## [Data for this exercise]
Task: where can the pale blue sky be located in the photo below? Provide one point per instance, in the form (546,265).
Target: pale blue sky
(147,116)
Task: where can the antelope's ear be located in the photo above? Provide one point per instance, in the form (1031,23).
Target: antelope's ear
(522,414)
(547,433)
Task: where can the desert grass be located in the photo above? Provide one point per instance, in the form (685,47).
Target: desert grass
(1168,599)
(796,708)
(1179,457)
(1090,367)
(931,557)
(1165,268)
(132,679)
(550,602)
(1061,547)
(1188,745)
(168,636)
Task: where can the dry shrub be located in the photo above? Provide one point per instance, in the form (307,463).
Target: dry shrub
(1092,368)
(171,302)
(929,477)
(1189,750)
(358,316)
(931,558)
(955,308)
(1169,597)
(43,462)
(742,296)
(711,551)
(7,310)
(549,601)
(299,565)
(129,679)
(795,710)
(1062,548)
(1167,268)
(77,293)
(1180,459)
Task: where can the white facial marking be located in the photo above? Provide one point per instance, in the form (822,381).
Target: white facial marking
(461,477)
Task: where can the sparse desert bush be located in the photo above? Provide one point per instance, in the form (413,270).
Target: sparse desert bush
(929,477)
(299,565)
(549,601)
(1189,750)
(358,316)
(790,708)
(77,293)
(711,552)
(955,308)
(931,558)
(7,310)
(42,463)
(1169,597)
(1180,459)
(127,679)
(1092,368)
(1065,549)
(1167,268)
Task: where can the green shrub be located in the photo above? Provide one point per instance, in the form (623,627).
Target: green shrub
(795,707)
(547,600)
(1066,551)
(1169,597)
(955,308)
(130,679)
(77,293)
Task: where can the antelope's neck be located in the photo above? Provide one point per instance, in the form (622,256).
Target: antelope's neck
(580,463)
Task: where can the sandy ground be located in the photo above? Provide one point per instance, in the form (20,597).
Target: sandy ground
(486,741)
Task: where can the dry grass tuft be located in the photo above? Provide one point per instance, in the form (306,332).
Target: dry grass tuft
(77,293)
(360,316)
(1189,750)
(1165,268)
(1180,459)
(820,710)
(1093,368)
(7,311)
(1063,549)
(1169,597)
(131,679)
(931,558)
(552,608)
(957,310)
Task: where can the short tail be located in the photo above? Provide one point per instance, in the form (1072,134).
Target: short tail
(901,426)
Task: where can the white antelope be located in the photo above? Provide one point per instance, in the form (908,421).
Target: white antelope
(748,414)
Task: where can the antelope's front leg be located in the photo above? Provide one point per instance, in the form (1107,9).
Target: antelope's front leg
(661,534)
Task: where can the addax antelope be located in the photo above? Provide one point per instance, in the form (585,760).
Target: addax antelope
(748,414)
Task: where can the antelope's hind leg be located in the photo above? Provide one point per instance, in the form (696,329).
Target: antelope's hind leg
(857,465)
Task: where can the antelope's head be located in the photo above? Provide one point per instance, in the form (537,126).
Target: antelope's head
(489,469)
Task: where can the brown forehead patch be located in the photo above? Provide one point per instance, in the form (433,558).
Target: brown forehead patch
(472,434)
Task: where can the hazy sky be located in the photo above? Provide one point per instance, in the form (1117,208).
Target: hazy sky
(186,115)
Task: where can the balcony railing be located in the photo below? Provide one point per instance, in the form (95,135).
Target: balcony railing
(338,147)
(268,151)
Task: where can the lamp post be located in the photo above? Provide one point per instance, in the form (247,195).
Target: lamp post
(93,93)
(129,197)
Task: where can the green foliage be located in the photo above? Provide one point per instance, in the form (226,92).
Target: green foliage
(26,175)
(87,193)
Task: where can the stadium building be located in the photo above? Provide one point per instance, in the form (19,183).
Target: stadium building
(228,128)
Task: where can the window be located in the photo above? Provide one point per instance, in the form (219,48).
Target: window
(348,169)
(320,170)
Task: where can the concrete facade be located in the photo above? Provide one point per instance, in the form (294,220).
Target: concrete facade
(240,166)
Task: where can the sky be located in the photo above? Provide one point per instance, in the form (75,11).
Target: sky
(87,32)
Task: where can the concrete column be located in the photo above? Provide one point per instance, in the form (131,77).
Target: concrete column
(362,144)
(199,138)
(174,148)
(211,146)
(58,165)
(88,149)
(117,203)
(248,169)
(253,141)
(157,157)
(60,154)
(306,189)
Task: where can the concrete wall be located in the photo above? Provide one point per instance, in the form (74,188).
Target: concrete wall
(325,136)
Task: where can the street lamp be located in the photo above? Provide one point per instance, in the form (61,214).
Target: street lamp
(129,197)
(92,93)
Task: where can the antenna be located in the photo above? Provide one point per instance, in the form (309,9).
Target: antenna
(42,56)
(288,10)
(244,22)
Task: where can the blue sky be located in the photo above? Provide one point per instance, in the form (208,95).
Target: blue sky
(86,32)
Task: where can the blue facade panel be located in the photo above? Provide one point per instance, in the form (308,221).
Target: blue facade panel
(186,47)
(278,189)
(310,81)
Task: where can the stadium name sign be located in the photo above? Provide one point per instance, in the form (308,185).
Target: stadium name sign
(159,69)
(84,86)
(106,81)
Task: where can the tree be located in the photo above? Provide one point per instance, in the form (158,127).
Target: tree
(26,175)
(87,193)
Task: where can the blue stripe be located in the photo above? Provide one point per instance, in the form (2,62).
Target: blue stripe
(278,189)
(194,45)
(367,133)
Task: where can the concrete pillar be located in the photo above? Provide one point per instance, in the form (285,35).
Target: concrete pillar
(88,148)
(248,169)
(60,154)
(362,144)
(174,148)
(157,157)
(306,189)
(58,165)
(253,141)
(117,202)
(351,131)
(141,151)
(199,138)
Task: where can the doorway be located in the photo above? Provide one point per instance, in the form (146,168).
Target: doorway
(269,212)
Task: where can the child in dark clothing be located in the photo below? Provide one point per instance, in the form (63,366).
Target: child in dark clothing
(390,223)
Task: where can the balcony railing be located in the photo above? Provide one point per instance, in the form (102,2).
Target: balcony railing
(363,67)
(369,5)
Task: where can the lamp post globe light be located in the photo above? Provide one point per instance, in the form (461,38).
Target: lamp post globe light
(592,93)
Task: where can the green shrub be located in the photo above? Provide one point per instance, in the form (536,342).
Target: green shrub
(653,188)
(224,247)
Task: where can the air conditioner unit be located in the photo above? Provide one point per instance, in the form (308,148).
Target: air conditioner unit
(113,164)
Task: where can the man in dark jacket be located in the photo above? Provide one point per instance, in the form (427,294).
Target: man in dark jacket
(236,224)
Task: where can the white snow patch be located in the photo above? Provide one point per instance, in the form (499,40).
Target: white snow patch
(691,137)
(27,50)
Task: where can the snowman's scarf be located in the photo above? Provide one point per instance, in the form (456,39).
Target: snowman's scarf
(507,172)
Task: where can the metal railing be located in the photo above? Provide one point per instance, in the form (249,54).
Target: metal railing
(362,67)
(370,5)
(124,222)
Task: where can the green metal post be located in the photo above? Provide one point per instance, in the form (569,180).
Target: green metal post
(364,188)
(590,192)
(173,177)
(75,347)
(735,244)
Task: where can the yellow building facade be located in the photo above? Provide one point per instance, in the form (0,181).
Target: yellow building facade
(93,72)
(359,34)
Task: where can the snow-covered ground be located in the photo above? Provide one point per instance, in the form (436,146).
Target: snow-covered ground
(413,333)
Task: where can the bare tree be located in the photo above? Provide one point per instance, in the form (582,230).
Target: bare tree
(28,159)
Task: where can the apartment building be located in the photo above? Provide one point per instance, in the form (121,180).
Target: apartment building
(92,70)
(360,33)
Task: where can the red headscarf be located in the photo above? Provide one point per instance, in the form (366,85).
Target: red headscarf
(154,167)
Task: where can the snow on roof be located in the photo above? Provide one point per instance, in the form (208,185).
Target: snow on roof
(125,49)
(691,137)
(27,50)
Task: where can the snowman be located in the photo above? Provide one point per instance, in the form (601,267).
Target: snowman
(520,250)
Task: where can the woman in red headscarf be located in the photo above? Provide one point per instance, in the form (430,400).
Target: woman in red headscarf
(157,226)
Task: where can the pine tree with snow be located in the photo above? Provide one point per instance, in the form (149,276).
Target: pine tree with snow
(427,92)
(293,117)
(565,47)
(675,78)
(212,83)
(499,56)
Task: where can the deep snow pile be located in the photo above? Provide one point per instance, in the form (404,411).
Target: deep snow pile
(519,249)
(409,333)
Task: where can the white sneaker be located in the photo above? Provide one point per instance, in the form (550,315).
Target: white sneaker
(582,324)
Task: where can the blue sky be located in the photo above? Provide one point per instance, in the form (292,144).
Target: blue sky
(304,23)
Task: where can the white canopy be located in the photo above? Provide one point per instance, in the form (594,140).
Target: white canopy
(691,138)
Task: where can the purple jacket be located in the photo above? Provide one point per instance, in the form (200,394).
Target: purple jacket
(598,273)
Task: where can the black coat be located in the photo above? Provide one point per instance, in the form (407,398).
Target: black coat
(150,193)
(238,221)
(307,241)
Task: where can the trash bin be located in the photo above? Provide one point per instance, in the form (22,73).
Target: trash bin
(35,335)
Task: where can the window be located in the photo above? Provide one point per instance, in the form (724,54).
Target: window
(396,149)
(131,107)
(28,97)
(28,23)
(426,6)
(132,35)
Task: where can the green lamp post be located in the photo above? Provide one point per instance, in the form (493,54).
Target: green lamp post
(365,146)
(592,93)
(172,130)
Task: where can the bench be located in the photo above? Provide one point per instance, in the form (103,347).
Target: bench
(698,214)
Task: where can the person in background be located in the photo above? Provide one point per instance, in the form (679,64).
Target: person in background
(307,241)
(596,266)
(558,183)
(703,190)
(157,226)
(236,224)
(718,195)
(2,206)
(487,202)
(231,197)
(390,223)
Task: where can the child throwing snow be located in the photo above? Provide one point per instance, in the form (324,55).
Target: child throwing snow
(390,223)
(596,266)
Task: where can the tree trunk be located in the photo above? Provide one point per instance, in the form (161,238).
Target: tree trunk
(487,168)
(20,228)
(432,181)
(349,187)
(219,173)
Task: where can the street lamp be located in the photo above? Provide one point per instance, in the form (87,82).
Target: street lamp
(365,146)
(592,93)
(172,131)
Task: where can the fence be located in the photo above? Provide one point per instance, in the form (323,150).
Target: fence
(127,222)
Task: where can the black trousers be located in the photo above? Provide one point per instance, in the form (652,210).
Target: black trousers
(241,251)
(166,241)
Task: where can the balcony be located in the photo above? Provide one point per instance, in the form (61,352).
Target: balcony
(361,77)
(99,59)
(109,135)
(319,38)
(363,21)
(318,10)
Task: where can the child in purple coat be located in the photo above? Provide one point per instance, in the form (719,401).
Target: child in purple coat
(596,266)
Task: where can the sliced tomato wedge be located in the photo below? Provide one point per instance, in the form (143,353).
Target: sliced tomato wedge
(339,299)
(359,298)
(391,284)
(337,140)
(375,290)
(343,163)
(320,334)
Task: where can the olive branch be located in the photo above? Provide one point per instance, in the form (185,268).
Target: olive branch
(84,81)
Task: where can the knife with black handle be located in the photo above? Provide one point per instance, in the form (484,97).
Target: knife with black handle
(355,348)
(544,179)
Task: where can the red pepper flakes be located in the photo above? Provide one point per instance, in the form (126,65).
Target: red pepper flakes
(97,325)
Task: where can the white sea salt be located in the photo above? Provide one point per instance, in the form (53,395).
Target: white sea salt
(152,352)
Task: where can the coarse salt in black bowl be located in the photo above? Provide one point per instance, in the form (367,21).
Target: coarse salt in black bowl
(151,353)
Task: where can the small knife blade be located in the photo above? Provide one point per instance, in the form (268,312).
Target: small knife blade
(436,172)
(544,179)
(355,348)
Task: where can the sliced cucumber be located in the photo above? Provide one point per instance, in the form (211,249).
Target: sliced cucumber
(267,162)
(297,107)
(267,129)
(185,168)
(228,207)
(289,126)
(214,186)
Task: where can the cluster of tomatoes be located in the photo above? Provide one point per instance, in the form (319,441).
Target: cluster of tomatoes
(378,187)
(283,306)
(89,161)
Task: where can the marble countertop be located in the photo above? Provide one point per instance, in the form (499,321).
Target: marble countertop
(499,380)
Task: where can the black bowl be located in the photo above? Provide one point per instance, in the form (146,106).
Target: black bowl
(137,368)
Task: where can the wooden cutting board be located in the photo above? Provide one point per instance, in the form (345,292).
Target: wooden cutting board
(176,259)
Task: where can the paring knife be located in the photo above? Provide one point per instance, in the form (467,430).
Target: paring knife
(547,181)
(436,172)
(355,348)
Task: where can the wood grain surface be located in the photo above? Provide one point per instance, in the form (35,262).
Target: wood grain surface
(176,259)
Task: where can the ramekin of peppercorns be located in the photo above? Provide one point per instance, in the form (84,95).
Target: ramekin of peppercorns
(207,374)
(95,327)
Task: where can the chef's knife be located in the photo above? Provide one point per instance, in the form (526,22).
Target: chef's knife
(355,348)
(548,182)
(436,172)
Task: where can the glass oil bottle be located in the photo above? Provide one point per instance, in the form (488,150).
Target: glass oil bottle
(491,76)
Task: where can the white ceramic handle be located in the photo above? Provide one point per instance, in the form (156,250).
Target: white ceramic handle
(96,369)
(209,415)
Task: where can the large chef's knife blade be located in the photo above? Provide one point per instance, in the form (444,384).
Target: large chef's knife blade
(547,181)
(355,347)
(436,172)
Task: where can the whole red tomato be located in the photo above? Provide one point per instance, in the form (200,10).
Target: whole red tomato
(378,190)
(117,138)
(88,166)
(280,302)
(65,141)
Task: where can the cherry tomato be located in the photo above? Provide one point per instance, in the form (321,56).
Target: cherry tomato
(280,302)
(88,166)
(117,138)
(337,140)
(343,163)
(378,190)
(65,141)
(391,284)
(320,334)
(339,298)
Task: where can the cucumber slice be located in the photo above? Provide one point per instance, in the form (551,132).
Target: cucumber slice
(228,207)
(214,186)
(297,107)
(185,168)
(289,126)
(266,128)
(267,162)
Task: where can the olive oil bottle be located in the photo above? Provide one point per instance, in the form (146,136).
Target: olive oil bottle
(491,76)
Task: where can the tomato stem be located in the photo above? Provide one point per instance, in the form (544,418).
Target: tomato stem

## [Exercise details]
Transcribe, word for word, every line from the one containing "Task: where can the whole" through the final line of the entries, and nothing else.

## [The completed task]
Task: where can the whole red tomato be located in the photo above? Provide one point per instance, in the form (200,10).
Target: whole red tomato
(378,190)
(117,138)
(88,166)
(280,302)
(65,141)
Task: where can the cherry tomato be located in the photo above? Provide one point per instance, in the form (321,56).
Target: cherry tomato
(280,302)
(88,166)
(117,138)
(337,140)
(343,163)
(378,190)
(65,141)
(391,284)
(320,334)
(339,298)
Task: where can the cucumber slice be located in the photo above? Provide one point per instance, in the form (551,132).
Target: cucumber slice
(228,207)
(214,186)
(297,107)
(185,168)
(289,126)
(266,128)
(267,162)
Task: where can the olive oil bottle be located in the photo above? Provide one point per instance, in the form (146,136).
Target: olive oil bottle
(491,76)
Task: where can the tomato stem be located in the photo above? Provide one point per instance, in the form (544,418).
Target: tomato stem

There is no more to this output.